■ Required action ■
Output only the lines from the line holding "Query: child's hand" through the close of the records, exactly as they appear, with all pictures omitted.

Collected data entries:
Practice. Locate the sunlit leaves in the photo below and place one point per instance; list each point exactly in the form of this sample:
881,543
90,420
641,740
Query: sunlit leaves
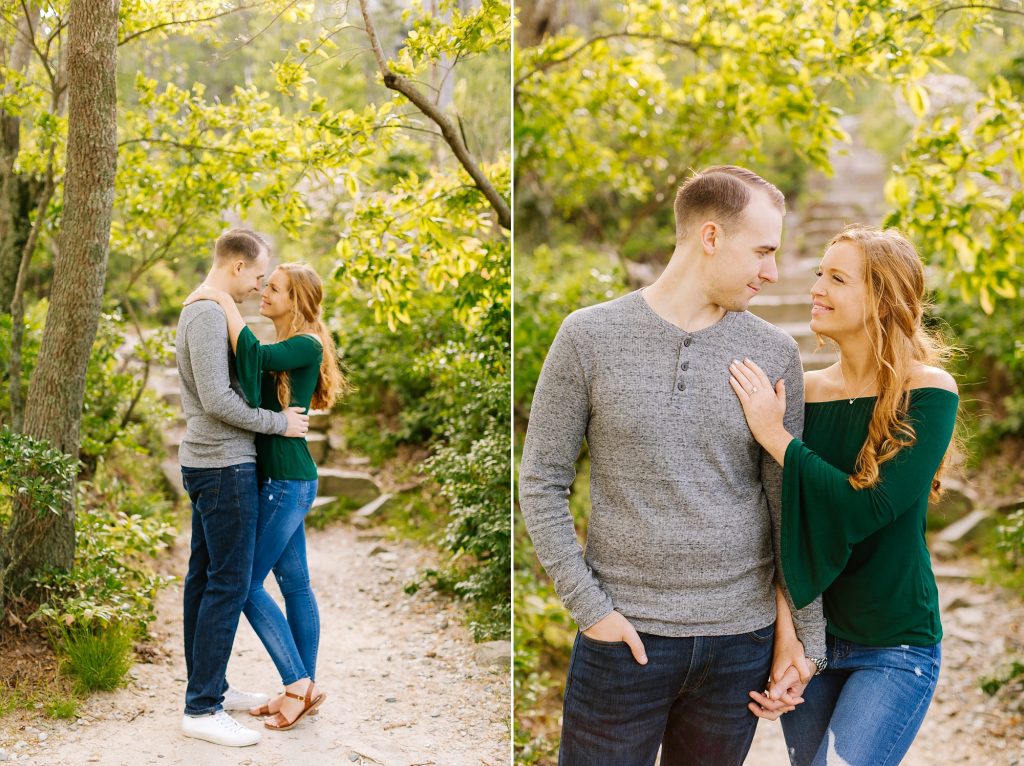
616,113
958,192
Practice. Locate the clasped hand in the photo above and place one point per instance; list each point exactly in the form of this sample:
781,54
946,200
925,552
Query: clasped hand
790,675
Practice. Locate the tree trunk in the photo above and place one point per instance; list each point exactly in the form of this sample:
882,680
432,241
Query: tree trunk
53,410
16,193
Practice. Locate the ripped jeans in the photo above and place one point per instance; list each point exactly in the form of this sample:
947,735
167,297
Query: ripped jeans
281,545
865,709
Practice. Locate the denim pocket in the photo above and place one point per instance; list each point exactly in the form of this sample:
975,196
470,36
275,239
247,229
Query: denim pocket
204,490
598,642
763,635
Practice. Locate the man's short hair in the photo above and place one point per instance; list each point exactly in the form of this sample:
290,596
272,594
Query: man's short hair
240,243
720,194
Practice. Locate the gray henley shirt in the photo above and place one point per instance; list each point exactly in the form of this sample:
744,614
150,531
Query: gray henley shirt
220,424
683,536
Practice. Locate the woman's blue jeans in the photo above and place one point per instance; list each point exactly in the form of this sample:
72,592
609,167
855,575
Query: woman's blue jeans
866,708
281,545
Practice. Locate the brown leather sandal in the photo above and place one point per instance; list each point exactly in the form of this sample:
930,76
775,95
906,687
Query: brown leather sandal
309,707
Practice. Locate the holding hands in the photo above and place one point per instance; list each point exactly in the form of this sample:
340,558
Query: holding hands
791,672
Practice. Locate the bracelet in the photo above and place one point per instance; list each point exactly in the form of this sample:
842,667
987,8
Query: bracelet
819,663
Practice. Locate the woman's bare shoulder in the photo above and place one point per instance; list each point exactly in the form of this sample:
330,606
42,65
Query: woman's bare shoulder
925,376
817,385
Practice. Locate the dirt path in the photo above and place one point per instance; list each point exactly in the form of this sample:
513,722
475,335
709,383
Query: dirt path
983,628
406,683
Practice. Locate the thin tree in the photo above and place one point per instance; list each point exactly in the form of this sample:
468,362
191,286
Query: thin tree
37,538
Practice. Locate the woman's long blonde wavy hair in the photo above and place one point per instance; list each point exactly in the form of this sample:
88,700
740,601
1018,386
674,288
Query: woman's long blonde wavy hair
895,301
306,293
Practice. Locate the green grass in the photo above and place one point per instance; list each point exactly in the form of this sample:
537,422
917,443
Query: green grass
96,657
56,699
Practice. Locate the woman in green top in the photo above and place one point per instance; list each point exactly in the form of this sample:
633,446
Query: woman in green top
879,426
300,370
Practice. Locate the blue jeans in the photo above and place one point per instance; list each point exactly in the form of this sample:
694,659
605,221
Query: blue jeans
866,708
281,545
224,508
690,699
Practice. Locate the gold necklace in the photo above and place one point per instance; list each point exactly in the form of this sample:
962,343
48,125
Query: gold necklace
846,389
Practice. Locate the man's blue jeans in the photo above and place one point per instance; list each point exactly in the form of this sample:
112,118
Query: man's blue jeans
866,708
281,545
690,699
225,504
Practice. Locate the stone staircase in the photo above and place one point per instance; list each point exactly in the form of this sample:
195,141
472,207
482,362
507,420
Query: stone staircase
852,195
334,483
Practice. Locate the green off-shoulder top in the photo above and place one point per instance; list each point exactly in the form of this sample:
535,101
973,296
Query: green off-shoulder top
280,457
864,549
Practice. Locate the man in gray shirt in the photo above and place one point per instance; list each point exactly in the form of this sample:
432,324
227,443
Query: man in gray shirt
675,596
218,468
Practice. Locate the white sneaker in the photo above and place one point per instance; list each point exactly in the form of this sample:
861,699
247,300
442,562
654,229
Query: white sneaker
238,699
219,728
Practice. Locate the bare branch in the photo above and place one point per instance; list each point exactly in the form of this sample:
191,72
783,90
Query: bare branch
184,22
270,24
448,128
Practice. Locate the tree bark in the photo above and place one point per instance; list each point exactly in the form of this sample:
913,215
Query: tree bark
53,410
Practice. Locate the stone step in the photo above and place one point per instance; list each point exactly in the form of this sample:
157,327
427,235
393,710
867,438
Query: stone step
818,360
318,447
806,339
781,309
357,485
966,528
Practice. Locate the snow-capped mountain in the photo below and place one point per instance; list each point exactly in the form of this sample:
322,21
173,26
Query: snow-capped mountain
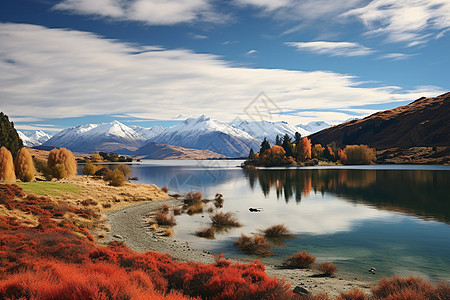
107,137
208,134
315,126
148,133
270,130
33,138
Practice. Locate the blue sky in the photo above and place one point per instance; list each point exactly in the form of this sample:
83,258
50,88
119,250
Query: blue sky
155,62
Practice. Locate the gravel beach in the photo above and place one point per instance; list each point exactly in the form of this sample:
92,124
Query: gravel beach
128,225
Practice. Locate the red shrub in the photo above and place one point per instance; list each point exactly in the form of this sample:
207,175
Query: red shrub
300,260
354,294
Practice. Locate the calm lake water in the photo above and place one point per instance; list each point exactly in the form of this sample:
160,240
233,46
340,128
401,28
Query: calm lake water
393,218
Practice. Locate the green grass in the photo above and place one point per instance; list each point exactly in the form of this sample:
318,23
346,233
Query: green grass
50,188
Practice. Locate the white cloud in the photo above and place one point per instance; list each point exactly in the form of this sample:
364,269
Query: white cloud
153,12
332,48
57,73
397,56
404,20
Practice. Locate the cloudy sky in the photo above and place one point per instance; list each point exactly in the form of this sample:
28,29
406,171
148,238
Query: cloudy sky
156,62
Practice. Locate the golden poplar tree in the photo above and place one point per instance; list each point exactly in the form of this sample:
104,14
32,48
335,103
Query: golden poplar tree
6,165
24,165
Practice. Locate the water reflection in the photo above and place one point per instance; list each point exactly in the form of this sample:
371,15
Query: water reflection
418,192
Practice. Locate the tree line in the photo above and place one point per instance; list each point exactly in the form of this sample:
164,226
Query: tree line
300,151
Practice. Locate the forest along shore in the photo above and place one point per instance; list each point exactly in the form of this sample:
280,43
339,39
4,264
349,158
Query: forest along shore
129,225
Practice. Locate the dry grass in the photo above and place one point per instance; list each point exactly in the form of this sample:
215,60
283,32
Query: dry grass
276,231
193,198
206,233
167,232
327,269
300,260
228,219
354,294
257,245
177,211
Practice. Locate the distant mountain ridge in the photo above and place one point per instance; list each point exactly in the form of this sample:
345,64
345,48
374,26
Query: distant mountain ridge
422,123
33,138
208,134
270,130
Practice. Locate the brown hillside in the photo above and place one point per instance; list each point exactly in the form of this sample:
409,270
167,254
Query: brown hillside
156,151
424,122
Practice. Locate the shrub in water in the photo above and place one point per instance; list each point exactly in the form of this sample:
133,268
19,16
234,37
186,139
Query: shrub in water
328,269
206,233
300,260
276,231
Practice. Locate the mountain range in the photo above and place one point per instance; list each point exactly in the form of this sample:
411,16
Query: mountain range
33,138
422,123
201,133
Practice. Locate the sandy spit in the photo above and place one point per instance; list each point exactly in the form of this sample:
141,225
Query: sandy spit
128,225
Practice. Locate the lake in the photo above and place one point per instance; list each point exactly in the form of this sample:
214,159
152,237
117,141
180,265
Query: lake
393,218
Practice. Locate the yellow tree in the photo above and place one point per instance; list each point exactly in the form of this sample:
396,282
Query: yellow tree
317,151
65,158
6,165
24,164
304,149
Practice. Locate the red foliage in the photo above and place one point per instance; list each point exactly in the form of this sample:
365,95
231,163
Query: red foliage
399,288
58,260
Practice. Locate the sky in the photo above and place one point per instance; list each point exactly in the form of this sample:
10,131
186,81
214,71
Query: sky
65,63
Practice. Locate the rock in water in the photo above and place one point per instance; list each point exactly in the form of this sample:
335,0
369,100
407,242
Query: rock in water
301,291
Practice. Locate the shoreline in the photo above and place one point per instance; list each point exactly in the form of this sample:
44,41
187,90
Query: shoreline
128,225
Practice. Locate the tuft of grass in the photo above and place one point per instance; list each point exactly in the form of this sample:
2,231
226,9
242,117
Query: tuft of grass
44,188
327,269
228,219
257,245
193,198
354,294
300,260
177,211
163,219
276,231
196,208
206,233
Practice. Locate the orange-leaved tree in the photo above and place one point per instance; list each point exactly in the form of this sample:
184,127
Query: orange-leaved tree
6,165
303,149
62,163
24,165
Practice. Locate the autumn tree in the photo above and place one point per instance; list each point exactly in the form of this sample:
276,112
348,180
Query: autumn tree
278,141
303,149
89,169
251,155
24,165
97,157
65,158
359,154
317,151
297,137
6,165
328,154
9,137
287,145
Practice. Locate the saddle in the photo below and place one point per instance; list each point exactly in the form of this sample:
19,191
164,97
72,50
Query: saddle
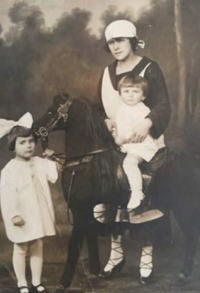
148,169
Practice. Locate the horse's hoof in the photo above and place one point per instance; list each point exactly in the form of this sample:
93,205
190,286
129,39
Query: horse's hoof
181,278
65,282
146,280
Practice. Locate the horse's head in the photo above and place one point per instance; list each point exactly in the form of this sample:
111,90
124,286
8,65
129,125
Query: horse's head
55,117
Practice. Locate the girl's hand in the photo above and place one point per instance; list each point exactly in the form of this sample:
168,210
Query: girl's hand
48,153
119,140
18,221
140,131
111,125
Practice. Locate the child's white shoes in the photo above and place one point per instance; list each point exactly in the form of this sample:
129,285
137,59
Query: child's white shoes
135,201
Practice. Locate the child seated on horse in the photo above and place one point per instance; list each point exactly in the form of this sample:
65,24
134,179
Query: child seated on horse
133,91
26,202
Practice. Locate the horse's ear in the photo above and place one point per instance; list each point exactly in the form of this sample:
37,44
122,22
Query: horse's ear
61,98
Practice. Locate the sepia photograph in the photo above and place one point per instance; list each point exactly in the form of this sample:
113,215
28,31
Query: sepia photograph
100,146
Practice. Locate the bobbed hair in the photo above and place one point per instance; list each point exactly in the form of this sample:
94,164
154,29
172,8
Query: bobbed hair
133,80
133,42
18,131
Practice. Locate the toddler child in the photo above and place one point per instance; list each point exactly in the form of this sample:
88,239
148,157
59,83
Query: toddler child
133,90
26,202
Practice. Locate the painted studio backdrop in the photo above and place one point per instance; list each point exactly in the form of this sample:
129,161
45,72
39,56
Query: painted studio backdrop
48,46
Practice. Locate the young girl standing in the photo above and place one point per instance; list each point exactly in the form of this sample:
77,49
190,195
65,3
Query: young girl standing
26,203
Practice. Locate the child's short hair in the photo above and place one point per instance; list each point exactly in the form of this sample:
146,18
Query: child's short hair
18,131
130,80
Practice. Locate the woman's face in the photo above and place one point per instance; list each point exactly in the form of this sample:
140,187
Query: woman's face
25,147
120,48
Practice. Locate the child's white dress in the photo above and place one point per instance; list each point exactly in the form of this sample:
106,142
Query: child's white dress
25,192
126,119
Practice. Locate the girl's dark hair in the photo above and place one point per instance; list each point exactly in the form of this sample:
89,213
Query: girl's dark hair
133,80
133,42
18,131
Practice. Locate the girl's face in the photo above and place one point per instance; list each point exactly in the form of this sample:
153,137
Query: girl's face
25,147
132,95
120,48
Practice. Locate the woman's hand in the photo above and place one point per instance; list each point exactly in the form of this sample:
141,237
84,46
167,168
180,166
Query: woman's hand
48,153
119,140
140,131
18,221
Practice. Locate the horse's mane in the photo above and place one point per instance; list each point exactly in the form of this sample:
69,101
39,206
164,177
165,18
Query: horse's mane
97,131
105,164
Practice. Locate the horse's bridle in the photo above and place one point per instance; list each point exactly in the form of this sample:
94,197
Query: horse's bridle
62,112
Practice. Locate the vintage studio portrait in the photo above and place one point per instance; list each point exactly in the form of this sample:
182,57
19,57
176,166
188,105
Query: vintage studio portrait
99,146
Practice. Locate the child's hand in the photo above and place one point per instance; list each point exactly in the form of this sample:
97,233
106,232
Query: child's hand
111,125
119,140
48,153
18,221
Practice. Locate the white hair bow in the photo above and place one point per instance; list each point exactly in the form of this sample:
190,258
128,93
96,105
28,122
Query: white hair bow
6,125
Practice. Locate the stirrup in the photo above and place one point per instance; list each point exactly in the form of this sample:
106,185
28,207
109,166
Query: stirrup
145,280
115,268
147,264
111,260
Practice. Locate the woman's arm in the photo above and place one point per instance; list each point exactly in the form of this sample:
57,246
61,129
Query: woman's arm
157,100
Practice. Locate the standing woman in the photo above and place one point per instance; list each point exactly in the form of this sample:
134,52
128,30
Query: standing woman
122,43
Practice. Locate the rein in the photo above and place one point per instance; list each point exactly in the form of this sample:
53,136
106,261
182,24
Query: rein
78,160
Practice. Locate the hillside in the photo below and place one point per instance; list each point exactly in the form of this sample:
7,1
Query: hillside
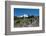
30,21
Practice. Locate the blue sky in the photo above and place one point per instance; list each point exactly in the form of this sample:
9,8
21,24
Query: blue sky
22,11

■ Expected answer ■
Query: child's hand
111,125
119,140
48,153
18,221
Practice. Locate the white hair bow in the photo above and place one point per instance; list each point exactly in the form of this sample:
190,258
128,93
96,105
28,122
Query: white hair bow
6,125
Practice. Locate the stirrup in the photo above and place one point per instance; list each point exactly in the form of this sample:
106,185
28,207
109,166
Query: stirrup
145,280
115,268
147,264
111,260
Practice. Locate the woman's arm in the photo above and place one point per instance; list each point exactly in the form of this sample:
57,246
61,129
Query: woman's arm
157,100
Practice. Locate the standing woman in the photo above and place one point per instance; list each point exactly in the form of this sample:
134,52
128,30
Query: standing woman
122,43
Practice. Locate the rein in the photo above and place one point per instance; list each point exactly in the form of this sample:
53,136
106,261
182,24
Query: rein
78,160
Practice. Locate the hillside in the photo below and place one point per instance; list each point exactly in the form of this sample:
7,1
Query: hillside
30,21
Practice. Locate the blue sky in the photo above and place one point per instance; list each point exactly in the form of this sample:
9,8
21,24
Query: blue sky
22,11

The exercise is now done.